RECORDS PROVIDED:
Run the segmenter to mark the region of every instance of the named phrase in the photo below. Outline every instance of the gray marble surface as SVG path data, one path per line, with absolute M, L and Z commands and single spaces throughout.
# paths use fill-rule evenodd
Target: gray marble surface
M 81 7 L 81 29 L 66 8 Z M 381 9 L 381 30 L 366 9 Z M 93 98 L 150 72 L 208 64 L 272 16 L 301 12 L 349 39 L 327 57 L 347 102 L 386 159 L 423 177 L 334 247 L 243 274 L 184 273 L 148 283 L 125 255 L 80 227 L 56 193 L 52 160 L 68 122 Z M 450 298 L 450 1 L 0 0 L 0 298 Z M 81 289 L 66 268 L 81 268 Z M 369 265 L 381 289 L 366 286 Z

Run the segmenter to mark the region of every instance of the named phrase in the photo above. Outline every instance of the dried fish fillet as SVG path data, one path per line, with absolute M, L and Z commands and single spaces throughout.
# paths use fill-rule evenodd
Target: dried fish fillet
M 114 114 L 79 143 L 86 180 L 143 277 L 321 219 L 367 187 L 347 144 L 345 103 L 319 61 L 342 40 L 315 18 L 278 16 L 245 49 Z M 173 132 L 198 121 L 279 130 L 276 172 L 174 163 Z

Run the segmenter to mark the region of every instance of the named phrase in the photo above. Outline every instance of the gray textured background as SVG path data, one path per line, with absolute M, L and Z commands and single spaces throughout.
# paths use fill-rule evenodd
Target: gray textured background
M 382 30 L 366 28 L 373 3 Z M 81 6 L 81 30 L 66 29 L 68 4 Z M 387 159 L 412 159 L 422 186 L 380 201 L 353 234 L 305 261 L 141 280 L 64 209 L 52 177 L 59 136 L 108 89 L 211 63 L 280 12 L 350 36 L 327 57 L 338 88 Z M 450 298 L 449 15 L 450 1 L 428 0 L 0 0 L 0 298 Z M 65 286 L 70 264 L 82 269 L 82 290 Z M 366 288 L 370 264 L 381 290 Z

ASSIGNED TASK:
Reproduce the whole listing word for word.

ANSWER TO THIS TASK:
Run the segmenter to mark the region of every instance of the named phrase in the photo below. Outline every instance of the gray marble surface as SVG path data, one path per line, with absolute M, L and Z commands and single spaces throughout.
# paths use fill-rule evenodd
Target: gray marble surface
M 81 7 L 81 29 L 66 8 Z M 381 9 L 381 30 L 366 9 Z M 93 98 L 150 72 L 208 64 L 272 16 L 301 12 L 349 39 L 327 57 L 347 102 L 386 159 L 423 177 L 334 247 L 243 274 L 184 273 L 148 283 L 125 255 L 80 227 L 56 193 L 52 160 L 68 122 Z M 450 298 L 450 1 L 0 0 L 0 298 Z M 81 289 L 66 268 L 81 268 Z M 369 265 L 381 289 L 366 286 Z

Run the segmenter to mark the region of every instance of the named phrase in the photo above. Outline every instance of the dried fish fillet as SVG path data, one path per line, with absolute M, L and Z commands and single spaces throughout.
# paths use fill-rule evenodd
Target: dried fish fillet
M 114 114 L 79 143 L 86 180 L 143 277 L 321 219 L 367 187 L 347 144 L 345 103 L 319 61 L 342 40 L 315 18 L 278 16 L 245 49 Z M 173 132 L 198 121 L 279 130 L 276 172 L 174 163 Z

Run the segmenter to mark the region of every instance of the named phrase in the photo above. Outline every instance of the gray textured background as SVG path data, one path per line, with absolute M, L and Z commands and single spaces throughout.
# paths use fill-rule evenodd
Target: gray textured background
M 382 30 L 366 28 L 373 3 Z M 81 6 L 81 30 L 66 29 L 68 4 Z M 387 159 L 412 159 L 422 186 L 380 201 L 353 234 L 305 261 L 141 280 L 64 209 L 52 177 L 59 136 L 108 89 L 211 63 L 280 12 L 350 36 L 327 57 L 338 88 Z M 450 298 L 449 15 L 450 1 L 428 0 L 0 0 L 0 298 Z M 65 286 L 70 264 L 82 269 L 82 290 Z M 366 288 L 370 264 L 381 290 Z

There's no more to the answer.